ROWS
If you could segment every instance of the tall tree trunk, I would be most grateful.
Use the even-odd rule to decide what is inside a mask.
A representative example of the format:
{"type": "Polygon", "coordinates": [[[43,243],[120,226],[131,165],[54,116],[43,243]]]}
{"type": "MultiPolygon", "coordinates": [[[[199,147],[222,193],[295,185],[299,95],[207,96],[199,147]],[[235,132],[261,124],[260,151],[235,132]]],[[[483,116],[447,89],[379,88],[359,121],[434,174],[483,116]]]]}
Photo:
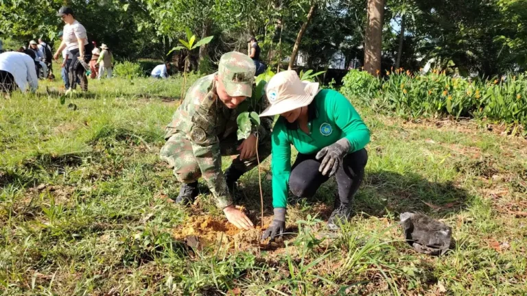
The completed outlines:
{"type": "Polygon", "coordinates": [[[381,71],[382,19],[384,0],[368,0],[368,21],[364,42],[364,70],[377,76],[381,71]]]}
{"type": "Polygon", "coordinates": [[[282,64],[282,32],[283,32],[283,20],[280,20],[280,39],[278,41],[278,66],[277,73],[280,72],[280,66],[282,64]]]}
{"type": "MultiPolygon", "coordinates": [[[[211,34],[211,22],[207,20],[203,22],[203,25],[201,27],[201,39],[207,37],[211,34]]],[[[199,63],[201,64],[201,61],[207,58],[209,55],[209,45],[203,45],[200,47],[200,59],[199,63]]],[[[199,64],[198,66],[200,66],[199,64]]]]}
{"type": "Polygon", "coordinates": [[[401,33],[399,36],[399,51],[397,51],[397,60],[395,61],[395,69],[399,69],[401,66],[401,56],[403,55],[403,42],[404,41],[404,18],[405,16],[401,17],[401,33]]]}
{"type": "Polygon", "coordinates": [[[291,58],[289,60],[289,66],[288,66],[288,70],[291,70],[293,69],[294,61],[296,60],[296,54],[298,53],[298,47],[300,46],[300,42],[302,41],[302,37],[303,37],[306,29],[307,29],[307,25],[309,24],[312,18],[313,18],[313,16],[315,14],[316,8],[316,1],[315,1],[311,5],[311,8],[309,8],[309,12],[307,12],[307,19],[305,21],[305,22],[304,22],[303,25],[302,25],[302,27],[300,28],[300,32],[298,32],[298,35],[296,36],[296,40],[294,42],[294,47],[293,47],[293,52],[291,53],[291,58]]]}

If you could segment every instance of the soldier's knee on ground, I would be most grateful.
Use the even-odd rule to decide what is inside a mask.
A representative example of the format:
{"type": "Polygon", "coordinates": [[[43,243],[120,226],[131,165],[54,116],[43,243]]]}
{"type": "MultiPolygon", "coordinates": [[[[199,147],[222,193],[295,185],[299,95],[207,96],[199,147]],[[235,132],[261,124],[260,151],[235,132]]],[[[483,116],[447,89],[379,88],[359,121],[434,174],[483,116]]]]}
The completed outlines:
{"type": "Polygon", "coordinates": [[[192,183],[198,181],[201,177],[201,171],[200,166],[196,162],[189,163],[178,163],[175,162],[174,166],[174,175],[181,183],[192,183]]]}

--

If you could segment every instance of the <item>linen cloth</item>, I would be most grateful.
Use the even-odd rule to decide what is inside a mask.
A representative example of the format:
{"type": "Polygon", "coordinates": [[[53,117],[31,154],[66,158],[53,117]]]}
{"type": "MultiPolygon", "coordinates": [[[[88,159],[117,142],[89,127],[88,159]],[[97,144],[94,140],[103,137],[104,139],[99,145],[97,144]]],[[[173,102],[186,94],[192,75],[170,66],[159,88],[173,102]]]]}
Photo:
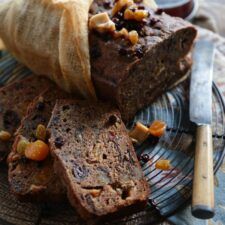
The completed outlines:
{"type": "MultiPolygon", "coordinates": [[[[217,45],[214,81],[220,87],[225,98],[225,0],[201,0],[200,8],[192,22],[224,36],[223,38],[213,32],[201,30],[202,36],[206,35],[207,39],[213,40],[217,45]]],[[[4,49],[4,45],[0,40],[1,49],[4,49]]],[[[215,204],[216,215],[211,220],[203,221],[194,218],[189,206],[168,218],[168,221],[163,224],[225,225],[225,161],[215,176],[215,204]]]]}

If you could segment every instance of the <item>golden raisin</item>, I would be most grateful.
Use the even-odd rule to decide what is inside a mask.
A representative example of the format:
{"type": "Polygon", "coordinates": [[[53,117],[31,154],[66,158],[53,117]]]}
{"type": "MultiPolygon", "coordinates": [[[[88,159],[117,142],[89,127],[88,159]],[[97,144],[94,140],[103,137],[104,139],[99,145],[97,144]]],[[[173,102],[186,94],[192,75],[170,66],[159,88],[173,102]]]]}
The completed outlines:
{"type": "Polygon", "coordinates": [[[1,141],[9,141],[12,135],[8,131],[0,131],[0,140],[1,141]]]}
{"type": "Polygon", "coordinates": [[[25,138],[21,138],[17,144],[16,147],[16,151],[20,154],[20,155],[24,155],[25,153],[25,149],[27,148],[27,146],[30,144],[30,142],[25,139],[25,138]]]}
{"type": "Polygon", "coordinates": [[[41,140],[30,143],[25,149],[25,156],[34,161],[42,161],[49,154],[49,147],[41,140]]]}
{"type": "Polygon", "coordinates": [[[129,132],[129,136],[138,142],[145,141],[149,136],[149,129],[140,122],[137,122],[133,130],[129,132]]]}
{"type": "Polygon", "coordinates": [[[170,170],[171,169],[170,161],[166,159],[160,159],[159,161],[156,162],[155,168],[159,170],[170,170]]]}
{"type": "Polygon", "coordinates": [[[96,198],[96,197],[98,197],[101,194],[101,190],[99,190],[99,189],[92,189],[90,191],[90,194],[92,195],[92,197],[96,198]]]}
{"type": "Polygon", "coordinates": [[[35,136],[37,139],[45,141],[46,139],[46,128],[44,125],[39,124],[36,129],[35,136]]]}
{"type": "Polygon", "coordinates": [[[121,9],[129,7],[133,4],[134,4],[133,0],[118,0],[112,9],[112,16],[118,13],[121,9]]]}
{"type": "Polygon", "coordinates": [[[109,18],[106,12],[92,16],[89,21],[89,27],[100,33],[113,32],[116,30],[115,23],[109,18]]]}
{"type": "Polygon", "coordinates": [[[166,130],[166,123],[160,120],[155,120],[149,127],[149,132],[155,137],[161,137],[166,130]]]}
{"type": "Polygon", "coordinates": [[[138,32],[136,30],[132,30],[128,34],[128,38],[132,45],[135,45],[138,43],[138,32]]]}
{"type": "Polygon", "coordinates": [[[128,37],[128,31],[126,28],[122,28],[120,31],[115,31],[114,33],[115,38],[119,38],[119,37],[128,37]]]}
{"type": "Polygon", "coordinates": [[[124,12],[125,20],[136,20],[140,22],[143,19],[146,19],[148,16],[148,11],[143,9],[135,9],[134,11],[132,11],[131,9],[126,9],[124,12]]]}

---

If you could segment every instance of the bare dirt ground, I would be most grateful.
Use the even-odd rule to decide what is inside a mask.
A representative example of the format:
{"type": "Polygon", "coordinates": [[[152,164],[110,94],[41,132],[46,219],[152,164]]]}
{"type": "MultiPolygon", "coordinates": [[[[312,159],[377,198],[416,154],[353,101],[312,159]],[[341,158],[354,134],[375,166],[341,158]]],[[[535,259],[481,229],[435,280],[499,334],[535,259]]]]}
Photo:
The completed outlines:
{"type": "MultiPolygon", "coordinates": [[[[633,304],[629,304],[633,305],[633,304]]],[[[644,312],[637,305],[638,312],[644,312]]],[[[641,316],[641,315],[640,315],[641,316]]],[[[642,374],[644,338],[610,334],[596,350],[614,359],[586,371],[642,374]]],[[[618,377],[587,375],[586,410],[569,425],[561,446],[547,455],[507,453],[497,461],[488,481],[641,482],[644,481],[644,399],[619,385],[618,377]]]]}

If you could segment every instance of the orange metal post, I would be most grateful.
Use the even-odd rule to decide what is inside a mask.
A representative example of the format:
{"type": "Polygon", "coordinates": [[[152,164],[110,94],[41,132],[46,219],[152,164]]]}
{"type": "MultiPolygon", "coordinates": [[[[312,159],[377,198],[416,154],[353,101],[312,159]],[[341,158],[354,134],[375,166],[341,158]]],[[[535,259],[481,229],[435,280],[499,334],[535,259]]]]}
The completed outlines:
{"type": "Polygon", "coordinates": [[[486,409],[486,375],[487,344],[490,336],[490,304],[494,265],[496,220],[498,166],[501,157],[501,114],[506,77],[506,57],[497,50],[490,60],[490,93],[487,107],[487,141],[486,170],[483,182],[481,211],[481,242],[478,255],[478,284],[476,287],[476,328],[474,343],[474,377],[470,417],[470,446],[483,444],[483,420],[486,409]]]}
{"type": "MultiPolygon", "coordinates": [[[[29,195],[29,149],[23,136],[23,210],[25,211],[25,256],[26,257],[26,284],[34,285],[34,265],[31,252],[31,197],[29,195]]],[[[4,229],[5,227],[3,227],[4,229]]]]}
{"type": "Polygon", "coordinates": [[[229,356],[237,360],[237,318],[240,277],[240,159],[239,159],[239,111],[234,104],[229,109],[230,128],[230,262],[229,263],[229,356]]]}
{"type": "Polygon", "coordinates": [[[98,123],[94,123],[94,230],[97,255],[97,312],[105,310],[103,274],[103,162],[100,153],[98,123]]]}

TASK TO COMPLETE
Report every line of the listing above that contains the string "ground", and match its case exactly.

SOLVED PROBLEM
If you could segment every instance of the soldier's knee on ground, I would be most grateful.
If you could segment every instance of the bare dirt ground, I would be most grateful.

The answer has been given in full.